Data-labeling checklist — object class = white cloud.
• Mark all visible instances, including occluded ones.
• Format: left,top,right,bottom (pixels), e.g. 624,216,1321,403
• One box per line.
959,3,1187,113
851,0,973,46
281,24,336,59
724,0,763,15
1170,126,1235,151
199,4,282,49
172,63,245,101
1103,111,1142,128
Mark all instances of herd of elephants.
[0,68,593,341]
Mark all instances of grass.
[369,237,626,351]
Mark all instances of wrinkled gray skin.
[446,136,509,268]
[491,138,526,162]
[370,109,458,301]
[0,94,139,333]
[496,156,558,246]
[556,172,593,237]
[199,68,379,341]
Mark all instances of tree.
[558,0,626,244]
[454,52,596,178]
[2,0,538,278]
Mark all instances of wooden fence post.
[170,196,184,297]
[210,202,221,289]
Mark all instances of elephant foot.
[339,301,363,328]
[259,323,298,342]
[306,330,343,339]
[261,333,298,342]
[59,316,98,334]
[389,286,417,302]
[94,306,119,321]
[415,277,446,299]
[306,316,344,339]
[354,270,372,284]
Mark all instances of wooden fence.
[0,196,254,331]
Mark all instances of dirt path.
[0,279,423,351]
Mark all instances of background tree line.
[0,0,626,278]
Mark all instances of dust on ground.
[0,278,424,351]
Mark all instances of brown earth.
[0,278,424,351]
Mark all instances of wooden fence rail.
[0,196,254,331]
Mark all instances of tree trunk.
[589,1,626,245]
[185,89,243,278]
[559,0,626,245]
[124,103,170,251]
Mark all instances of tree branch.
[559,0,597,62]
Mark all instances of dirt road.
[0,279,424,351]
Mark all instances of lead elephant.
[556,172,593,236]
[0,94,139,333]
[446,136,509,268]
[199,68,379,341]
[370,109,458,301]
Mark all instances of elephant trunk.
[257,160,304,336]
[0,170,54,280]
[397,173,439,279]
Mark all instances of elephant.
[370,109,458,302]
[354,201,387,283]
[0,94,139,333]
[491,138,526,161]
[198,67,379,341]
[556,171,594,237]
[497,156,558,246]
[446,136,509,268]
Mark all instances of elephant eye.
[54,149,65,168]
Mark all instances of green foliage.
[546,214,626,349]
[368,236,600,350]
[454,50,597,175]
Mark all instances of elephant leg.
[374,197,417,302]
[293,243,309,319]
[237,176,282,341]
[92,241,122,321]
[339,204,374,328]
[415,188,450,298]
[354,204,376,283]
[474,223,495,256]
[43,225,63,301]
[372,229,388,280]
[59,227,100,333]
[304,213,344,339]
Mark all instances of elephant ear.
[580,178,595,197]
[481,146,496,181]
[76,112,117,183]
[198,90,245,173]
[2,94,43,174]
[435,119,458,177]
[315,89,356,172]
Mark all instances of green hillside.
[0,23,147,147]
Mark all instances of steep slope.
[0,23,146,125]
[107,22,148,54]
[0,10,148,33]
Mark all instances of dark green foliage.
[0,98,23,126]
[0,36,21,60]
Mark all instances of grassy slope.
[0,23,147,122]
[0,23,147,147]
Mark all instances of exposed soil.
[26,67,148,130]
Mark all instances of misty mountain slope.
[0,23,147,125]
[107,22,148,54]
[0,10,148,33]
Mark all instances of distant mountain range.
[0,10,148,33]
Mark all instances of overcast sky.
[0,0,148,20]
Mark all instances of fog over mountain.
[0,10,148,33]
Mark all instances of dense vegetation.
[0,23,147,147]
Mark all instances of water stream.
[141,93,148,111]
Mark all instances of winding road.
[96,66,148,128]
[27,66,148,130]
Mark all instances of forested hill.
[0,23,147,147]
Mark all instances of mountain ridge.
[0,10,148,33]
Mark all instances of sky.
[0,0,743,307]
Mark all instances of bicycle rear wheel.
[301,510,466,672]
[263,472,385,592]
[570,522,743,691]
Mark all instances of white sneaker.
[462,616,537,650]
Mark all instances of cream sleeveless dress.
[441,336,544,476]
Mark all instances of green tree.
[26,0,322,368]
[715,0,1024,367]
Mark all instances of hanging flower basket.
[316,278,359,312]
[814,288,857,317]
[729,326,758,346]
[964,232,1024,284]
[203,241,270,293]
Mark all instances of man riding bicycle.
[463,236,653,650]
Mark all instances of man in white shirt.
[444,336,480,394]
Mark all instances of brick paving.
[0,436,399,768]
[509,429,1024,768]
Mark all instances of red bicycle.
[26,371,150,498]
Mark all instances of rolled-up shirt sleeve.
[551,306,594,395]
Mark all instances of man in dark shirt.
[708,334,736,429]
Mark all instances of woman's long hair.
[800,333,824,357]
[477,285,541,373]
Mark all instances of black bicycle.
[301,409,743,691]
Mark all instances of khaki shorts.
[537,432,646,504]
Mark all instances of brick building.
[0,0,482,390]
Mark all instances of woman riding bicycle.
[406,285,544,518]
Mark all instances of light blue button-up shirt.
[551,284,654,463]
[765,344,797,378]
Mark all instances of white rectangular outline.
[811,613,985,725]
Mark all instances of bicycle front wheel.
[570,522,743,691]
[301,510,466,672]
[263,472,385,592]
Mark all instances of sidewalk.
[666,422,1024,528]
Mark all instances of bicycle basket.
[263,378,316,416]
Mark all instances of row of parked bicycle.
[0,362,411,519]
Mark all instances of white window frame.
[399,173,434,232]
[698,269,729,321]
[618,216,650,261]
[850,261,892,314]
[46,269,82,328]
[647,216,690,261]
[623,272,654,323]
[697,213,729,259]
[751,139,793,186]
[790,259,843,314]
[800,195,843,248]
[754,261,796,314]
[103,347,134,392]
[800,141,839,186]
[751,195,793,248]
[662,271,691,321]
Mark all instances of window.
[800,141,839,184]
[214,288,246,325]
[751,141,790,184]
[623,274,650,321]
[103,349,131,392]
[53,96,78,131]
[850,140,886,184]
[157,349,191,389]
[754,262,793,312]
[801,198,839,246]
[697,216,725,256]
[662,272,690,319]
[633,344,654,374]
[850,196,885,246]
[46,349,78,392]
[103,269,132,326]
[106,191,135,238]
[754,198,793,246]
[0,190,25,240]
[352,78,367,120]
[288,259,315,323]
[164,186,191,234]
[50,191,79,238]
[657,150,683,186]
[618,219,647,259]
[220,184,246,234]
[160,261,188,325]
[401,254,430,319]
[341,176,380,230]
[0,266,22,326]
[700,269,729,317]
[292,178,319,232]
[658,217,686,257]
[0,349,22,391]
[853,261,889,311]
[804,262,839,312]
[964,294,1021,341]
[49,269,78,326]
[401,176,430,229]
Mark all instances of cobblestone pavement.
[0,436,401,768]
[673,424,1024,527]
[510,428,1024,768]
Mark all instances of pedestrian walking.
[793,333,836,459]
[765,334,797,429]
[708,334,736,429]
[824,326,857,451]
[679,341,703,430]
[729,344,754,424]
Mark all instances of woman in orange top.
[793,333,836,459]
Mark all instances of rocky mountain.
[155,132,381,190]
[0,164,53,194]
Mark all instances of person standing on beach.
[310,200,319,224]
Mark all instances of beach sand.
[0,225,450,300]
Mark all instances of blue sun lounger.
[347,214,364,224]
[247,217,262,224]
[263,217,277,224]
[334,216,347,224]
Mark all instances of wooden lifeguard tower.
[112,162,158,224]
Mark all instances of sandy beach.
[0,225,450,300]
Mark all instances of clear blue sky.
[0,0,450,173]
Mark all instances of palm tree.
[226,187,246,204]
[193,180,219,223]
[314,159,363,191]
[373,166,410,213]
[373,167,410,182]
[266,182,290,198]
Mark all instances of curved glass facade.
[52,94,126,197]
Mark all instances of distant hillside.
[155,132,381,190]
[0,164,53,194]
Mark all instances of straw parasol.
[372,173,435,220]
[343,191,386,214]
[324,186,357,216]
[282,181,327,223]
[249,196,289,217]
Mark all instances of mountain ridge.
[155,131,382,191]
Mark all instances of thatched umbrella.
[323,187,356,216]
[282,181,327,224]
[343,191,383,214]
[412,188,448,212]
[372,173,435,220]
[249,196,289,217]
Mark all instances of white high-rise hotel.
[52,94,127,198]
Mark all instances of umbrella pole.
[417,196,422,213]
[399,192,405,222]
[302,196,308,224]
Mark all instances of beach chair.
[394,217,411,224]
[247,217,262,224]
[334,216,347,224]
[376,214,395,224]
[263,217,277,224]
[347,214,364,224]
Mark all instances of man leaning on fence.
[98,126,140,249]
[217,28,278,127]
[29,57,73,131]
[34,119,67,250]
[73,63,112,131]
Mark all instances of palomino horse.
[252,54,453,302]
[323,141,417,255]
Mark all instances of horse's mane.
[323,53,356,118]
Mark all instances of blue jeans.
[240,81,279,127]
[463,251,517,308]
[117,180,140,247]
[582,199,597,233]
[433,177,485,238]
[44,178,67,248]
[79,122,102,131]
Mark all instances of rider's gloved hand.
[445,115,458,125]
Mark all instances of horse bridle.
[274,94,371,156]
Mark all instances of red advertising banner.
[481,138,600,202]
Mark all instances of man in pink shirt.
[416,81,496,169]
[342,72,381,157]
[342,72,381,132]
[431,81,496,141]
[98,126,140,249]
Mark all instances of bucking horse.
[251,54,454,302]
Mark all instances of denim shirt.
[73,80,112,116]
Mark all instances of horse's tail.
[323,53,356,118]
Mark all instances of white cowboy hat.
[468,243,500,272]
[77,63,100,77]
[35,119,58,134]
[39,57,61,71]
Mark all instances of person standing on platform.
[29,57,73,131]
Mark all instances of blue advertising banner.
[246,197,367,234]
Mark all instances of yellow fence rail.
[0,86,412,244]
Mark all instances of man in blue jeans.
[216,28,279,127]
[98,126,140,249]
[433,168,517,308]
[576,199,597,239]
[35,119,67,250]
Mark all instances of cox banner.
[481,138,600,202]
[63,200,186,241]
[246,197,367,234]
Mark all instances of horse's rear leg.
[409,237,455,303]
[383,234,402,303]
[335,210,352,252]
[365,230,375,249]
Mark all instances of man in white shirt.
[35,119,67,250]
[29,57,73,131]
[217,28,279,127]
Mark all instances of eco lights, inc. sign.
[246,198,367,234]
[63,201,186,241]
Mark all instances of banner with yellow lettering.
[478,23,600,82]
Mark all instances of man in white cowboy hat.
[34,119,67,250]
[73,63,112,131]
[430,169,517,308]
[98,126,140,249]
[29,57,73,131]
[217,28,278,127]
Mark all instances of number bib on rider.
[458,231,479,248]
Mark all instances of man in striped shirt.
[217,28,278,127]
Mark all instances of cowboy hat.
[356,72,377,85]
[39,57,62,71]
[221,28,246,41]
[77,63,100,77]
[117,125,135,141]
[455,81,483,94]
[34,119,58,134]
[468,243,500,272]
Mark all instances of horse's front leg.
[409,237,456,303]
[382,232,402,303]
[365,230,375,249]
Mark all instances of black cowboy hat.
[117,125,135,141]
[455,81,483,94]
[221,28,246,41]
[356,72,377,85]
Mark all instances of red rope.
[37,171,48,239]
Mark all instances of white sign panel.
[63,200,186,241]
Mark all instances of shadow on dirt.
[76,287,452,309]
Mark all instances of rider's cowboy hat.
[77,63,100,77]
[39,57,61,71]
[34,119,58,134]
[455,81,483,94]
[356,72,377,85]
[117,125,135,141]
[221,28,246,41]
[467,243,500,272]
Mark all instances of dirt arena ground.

============================================================

### Directions for this task
Please reproduce word for word the lines above, beginning with the line that contains "Mark all instances of dust on ground." and continuing through the line that contains "[397,173,439,279]".

### Finished task
Mark all instances of dust on ground.
[0,278,424,351]
Mark all instances of brown earth.
[0,278,424,351]
Mark all instances of wooden fence rail.
[0,196,254,331]
Mark all instances of tree trunk.
[589,1,626,245]
[185,89,243,278]
[559,0,626,245]
[124,103,170,251]
Mark all instances of tree branch.
[559,0,597,62]
Mark all instances of dirt road.
[0,279,424,351]
Mark all instances of lead elephant.
[556,172,593,236]
[0,94,139,333]
[446,136,509,268]
[199,68,379,341]
[370,109,458,301]
Mark all instances of elephant trunk.
[257,160,304,336]
[0,170,54,280]
[397,173,439,279]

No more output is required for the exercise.